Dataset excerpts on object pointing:
+ + +

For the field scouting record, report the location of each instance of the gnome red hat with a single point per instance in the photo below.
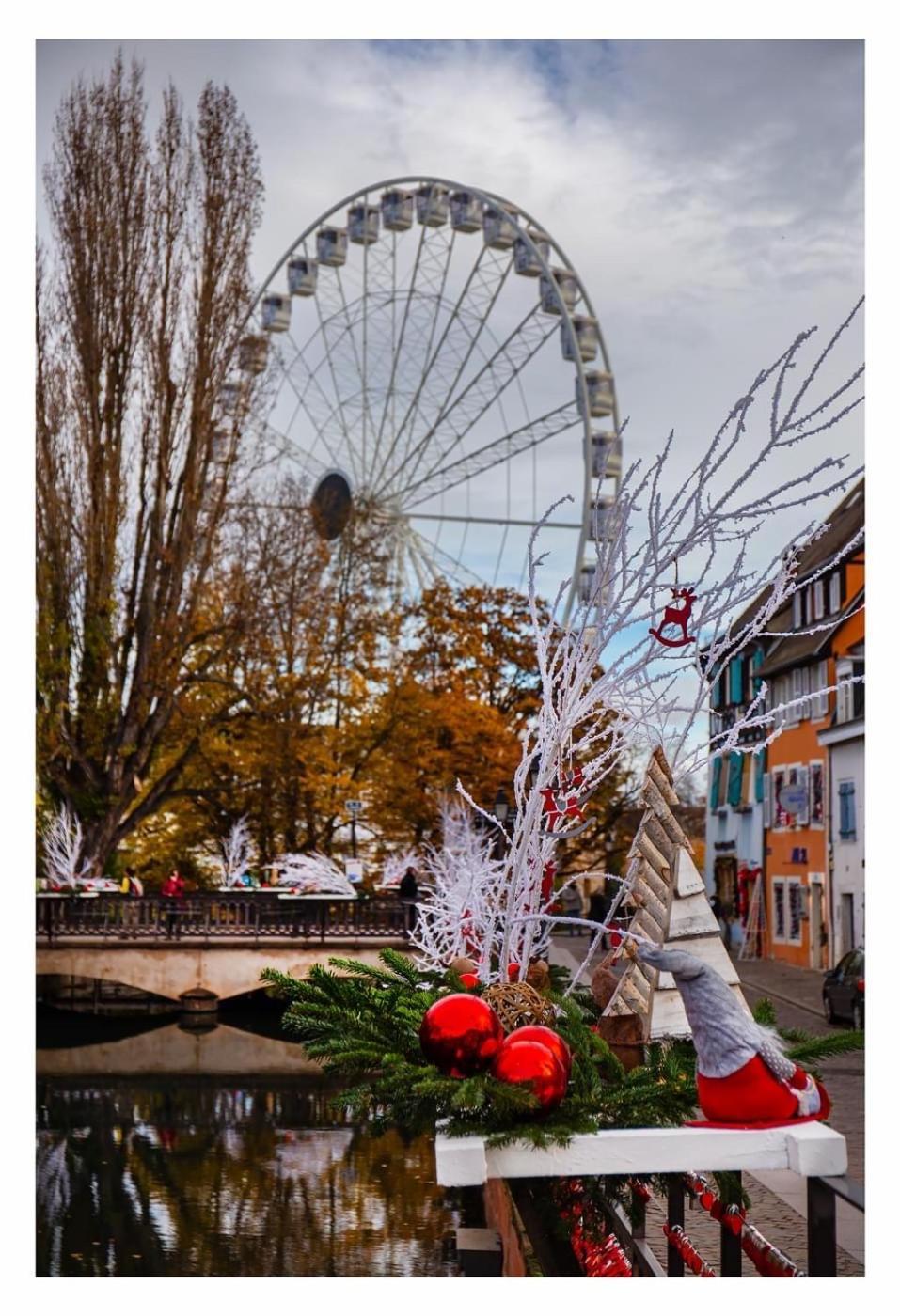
(744, 1076)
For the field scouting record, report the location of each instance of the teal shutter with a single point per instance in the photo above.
(735, 681)
(734, 774)
(715, 779)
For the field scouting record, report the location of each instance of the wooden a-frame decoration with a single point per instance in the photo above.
(671, 908)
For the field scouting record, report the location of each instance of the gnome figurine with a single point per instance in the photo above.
(744, 1076)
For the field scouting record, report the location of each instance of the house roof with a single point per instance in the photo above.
(794, 650)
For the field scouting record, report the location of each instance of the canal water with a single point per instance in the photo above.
(164, 1151)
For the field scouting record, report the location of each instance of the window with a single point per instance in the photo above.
(715, 778)
(818, 683)
(788, 905)
(818, 599)
(797, 609)
(847, 811)
(817, 793)
(844, 691)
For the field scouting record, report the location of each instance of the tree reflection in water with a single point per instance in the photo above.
(190, 1177)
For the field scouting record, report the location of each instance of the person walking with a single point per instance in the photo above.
(172, 890)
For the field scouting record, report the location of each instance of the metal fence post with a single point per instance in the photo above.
(675, 1216)
(821, 1228)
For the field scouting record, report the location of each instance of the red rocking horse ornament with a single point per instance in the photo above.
(676, 616)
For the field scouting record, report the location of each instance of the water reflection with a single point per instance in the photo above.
(183, 1174)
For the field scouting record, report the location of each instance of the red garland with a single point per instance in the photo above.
(600, 1256)
(687, 1252)
(767, 1259)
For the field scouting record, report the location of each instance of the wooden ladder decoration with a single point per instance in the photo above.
(755, 924)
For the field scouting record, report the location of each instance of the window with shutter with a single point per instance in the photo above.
(803, 782)
(734, 776)
(715, 778)
(818, 599)
(847, 811)
(817, 793)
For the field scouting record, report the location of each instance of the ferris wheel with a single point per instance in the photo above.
(434, 361)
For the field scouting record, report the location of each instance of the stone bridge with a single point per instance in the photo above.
(218, 970)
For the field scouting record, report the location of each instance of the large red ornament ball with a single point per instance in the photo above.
(461, 1035)
(546, 1036)
(534, 1065)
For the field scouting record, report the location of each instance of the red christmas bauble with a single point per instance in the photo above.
(534, 1065)
(461, 1035)
(546, 1036)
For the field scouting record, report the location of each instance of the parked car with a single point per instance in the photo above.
(844, 990)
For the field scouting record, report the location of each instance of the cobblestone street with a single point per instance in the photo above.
(778, 1198)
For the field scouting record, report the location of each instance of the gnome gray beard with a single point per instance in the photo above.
(725, 1037)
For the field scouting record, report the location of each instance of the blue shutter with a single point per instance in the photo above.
(734, 774)
(735, 681)
(846, 796)
(759, 765)
(715, 779)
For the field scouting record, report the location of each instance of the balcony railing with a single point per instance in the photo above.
(221, 916)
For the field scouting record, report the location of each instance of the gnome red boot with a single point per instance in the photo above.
(744, 1076)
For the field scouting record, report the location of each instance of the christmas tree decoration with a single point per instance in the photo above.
(518, 1004)
(546, 1037)
(461, 1035)
(676, 616)
(744, 1076)
(533, 1065)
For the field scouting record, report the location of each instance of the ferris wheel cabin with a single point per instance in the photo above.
(586, 338)
(606, 456)
(561, 286)
(303, 276)
(398, 210)
(599, 392)
(332, 246)
(525, 260)
(432, 206)
(362, 224)
(465, 212)
(276, 312)
(253, 354)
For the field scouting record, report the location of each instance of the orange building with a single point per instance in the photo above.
(798, 668)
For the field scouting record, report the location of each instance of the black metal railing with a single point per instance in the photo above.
(630, 1230)
(221, 916)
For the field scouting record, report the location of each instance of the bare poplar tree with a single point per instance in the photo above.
(141, 299)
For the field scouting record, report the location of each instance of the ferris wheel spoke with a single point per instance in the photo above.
(503, 449)
(457, 342)
(507, 364)
(424, 312)
(398, 349)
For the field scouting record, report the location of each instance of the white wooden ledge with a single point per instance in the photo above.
(805, 1149)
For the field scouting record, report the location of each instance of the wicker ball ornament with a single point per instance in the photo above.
(518, 1004)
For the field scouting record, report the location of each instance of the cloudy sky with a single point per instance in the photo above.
(709, 194)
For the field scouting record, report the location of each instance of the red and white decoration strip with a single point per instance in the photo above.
(767, 1260)
(600, 1256)
(687, 1252)
(702, 1190)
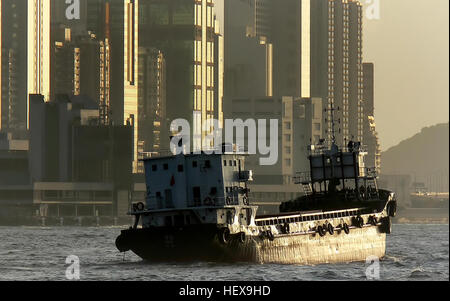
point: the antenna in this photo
(333, 122)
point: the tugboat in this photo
(198, 209)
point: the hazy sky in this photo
(409, 46)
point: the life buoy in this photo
(286, 228)
(242, 237)
(373, 220)
(321, 231)
(140, 206)
(346, 228)
(224, 235)
(359, 221)
(330, 229)
(392, 209)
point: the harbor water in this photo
(414, 252)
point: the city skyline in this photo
(383, 114)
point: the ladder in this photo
(307, 188)
(371, 182)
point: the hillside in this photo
(424, 156)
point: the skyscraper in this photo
(371, 139)
(336, 66)
(39, 48)
(13, 64)
(131, 71)
(117, 23)
(184, 31)
(248, 49)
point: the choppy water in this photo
(414, 252)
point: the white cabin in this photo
(197, 188)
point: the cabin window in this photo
(179, 220)
(168, 221)
(159, 200)
(197, 196)
(213, 191)
(169, 200)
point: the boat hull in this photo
(201, 243)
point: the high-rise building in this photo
(39, 48)
(185, 32)
(248, 49)
(336, 65)
(371, 139)
(13, 64)
(152, 99)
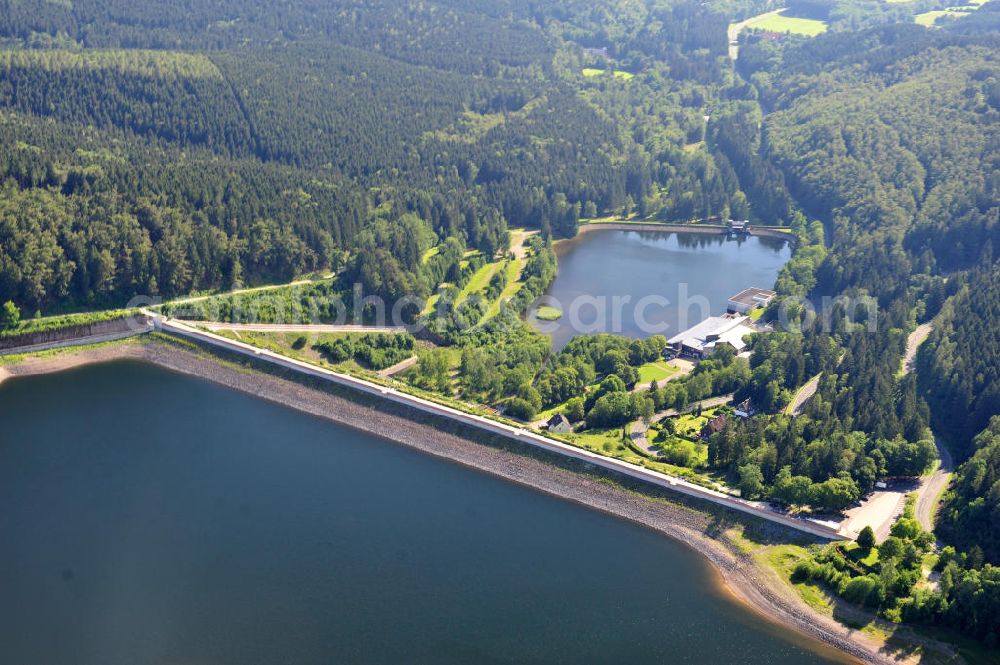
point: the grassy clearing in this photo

+ + +

### Your objective:
Reproduce all the records above with every "photo" replaced by "image" and nothing else changed. Omit the pictures from your copy.

### Answer to this exercise:
For the field scouting record, report the location of each instance of the gnome red hat with a single point per instance in the image below.
(744, 1076)
For the field scouting record, report the location of each instance of the teal shutter with a single point per instance in the image above.
(735, 681)
(734, 774)
(715, 779)
For the field scouting record, report the location of each instance of the wooden a-frame decoration with a single point per instance in the image above.
(671, 908)
For the field scouting record, report the location of each instance of the gnome figurine with a single point per instance in the image above.
(744, 1076)
For the field scouting record, report the location of each instance of the house roof with a single point per instance in the image above.
(794, 650)
For the field scouting record, report the location of each instance of the canal water with a single point per instance in the image above.
(164, 1151)
For the field scouting record, report the location of each instance of the window with a single point per instance in the image above.
(715, 778)
(818, 683)
(788, 905)
(818, 599)
(797, 609)
(847, 811)
(817, 793)
(844, 691)
For the field scouting record, report the location of each instance of the tree reflection in water with a single point per instance in the image above.
(190, 1177)
For the field scouting record, report the location of each instance of the person walking with a single point per instance in the image above.
(172, 890)
For the field scouting record, report the location of each instance of the metal fence post with a single point per instance in the image above.
(675, 1216)
(821, 1228)
For the field scouting record, report the location of each instance of the red rocking horse ornament with a single point per instance in the image above.
(676, 616)
For the field scouting record, report the location of each instance of the water reflection with a single point per instance in the image above.
(183, 1174)
For the field scouting record, report the location of each instance of the red garland with a single point per instance in the image above.
(600, 1256)
(687, 1252)
(767, 1259)
For the field scouting record, report the location of each instance of the wooden ladder decoration with a single point per instance in the image above.
(755, 924)
For the field scouting record, report the location of each instance of the window with shutter with a single point per instance in the image above.
(803, 782)
(734, 776)
(715, 778)
(818, 599)
(847, 811)
(817, 793)
For the field scouting record, report the location of each instance of the ferris wheel with a single point per instance in the image above.
(434, 361)
For the field scouting record, report the location of each instance of the stone bridge with a single point per instance in the image above.
(218, 970)
For the field scouting record, report the location of each instance of the large red ornament ball with a single point per instance in the image above.
(461, 1035)
(546, 1036)
(534, 1065)
For the field scouting record, report the location of each instance of the red christmas bauble with a single point per instance in the image above.
(534, 1065)
(461, 1035)
(546, 1036)
For the field scouting record, report the location of each instance of the parked car with a single point per instance in the image above.
(844, 990)
For the field scouting record, report the location of each instance of the cobblestone street with a single point per instance in the image above.
(778, 1198)
For the field scouting record, report the location of each instance of the gnome gray beard with a single point per instance in the image above.
(725, 1037)
For the field scouting record, report the location of each instance of the blue shutter with a single point per instance in the image above.
(734, 774)
(735, 681)
(846, 796)
(759, 765)
(715, 779)
For the field scouting record, report the location of each instance of the balcony railing with a single point per instance in the image above.
(221, 916)
For the field scouting record, report the location of each instance of the gnome red boot with a single point per instance in the image above.
(744, 1076)
For the field scouting record, report the location of each instance of the christmas tree decoration with a single point per instance in the image above.
(518, 1004)
(546, 1037)
(461, 1035)
(676, 616)
(744, 1076)
(533, 1065)
For the field scouting record, report the location of each instance of the ferris wheel cabin with a single point per instance in the image above.
(586, 338)
(606, 456)
(561, 286)
(303, 276)
(398, 210)
(599, 392)
(332, 246)
(525, 260)
(432, 206)
(362, 224)
(465, 212)
(276, 312)
(253, 354)
For the field scouting record, report the location of each instance of the orange building with a single point per instance in the image above.
(798, 668)
For the field scouting record, report the location of each instance of the black metal railing with a single point per instance in the image above.
(630, 1230)
(221, 916)
For the field scouting record, report the location of each instance of the bare poplar tree with a single point per instance in the image above.
(141, 299)
For the field scouting record, report the location of each instance of the ferris wheel spoke with a single point per instance in the image above.
(503, 449)
(457, 342)
(507, 364)
(424, 312)
(398, 349)
For the field scouting record, report the location of each instance of the white wooden ledge with a single point per instance in the image above.
(805, 1149)
For the field scouting record, report the location of each instance of the wicker ball ornament with a single point per instance in the image above.
(518, 1004)
For the field scouting record, report the location of each instance of the cloudy sky with a single point per instance in the image above.
(709, 194)
For the field scouting record, report the location of each instance of the red and white decoration strip with a single point per instance in the image above.
(767, 1260)
(600, 1256)
(687, 1252)
(702, 1190)
point: the antenna in this image
(333, 122)
point: the tugboat in this image
(198, 209)
point: the hazy sky in this image
(409, 46)
point: the life buoy in this image
(286, 228)
(242, 237)
(373, 220)
(321, 231)
(140, 206)
(346, 228)
(224, 235)
(359, 221)
(330, 229)
(392, 209)
point: the harbor water in this image
(414, 252)
point: the city skyline in this image
(383, 114)
point: the ladder in this image
(307, 188)
(371, 182)
point: the hillside in this image
(424, 156)
point: the skyscraper in this image
(371, 139)
(336, 66)
(39, 48)
(13, 64)
(131, 71)
(117, 23)
(184, 31)
(248, 49)
point: the choppy water in this image
(414, 252)
point: the white cabin in this image
(197, 188)
point: the cabin window in this image
(179, 220)
(168, 221)
(159, 200)
(197, 196)
(213, 191)
(169, 200)
point: the boat hull in this image
(201, 243)
point: the high-rise building in this image
(39, 48)
(185, 32)
(248, 49)
(336, 65)
(371, 139)
(13, 64)
(152, 99)
point: the grassy clearing in this image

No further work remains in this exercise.